# Excerpted text
☆ ☆ ☆ ☆ ☆

My son was recently hospitalized, so I had a chance to interact with several nurses. Most were capable and kind, but the nurse he had the night after his surgery was more like one of those in-your-face coaches on the weight loss shows. She decided, based on the snapshot of information she got from his records and appearance, that his health problems must be due to weight, lack of exercise and smoking. What she did not know was that he gained much of that extra weight after he gave up drinking. Trading vodka for milk was a good exchange. Too much milk can make you fat, but too much vodka can kill you.
She also didn't know that he just got a gym membership and that he formerly did weight lifting and body building. I understand that one of the functions of health professionals is to encourage healthy lifestyles, but too much encouragement is actually discouragement. The doctor who treated me while I had Grave's disease, blamed my blood pressure, among other things, on my weight gain. I had lost 30 pounds through the course of my illness. The 30 pounds I gained brought me back to my normal weight. But that was not in her snapshot--and she is no longer in my view-finder.
The encounter with the night nurse bothered me because, according to my nurse son, that is how he treats his patients. He considers having unhealthy habits evidence of being uncooperative. That if you really want pain relief, you won't mind not smoking. To use a "Star Wars" reference, he does not know the power of the dark side. A friend recently told me how difficult it was for her to stop smoking, even while watching her husband die of COPD. She worked for the same hospital my son was in, and only stopped smoking when they refused to let employees smoke in their own cars in the parking lot. I'm happy for her smokeless-success, but I think hospital policy is excess when it changes from encouraging to threatening. Flu shots are similarly "encouraged". You don't have to get one--unless you want to work there.
But the main reason that nurse bothered me was because she reminded me of me. I, too, judge people based on snapshots, even when I know them well. Half a dozen times in the past year, I have decided what Tracy's problem was and what he needed to do about it, only to find I was looking at behavior when the root went much deeper. Thankfully, the Lord shut my mouth before I started blasting away at the tip of the iceberg when the truth was below the surface.

☆ ☆ ☆ ☆ ☆

[Collected data]
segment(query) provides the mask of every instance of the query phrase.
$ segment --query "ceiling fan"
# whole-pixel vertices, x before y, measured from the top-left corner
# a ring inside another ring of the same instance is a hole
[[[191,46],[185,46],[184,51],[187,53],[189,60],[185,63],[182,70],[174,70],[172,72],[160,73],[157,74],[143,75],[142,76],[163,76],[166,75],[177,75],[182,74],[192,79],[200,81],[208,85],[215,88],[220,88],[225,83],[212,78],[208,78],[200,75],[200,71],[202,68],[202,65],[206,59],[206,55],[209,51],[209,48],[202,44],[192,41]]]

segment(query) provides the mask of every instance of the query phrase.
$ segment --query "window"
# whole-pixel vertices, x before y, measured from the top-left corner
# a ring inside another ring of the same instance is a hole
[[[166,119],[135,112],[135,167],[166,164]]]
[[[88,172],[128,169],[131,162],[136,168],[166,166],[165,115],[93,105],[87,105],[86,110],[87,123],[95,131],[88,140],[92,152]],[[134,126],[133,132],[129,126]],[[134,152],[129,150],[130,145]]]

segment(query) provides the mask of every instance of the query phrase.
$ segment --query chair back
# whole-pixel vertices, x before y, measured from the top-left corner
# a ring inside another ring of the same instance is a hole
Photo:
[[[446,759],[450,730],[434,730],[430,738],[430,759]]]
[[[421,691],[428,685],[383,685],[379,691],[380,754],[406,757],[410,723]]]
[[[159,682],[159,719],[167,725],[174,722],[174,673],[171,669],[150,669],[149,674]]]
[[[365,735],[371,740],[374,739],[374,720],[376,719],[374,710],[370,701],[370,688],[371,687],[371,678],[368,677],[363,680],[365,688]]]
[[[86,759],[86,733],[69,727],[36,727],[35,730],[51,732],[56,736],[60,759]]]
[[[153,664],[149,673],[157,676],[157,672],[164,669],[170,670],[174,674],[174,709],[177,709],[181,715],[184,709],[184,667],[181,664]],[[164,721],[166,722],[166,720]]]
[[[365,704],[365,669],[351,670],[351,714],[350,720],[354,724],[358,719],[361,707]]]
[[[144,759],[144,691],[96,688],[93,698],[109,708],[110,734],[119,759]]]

☆ ☆ ☆ ☆ ☆

# Task requirements
Reproduce, word for word, everything in the essay on judging people by snapshots from "My son was recently" down to "can kill you.".

# Answer section
My son was recently hospitalized, so I had a chance to interact with several nurses. Most were capable and kind, but the nurse he had the night after his surgery was more like one of those in-your-face coaches on the weight loss shows. She decided, based on the snapshot of information she got from his records and appearance, that his health problems must be due to weight, lack of exercise and smoking. What she did not know was that he gained much of that extra weight after he gave up drinking. Trading vodka for milk was a good exchange. Too much milk can make you fat, but too much vodka can kill you.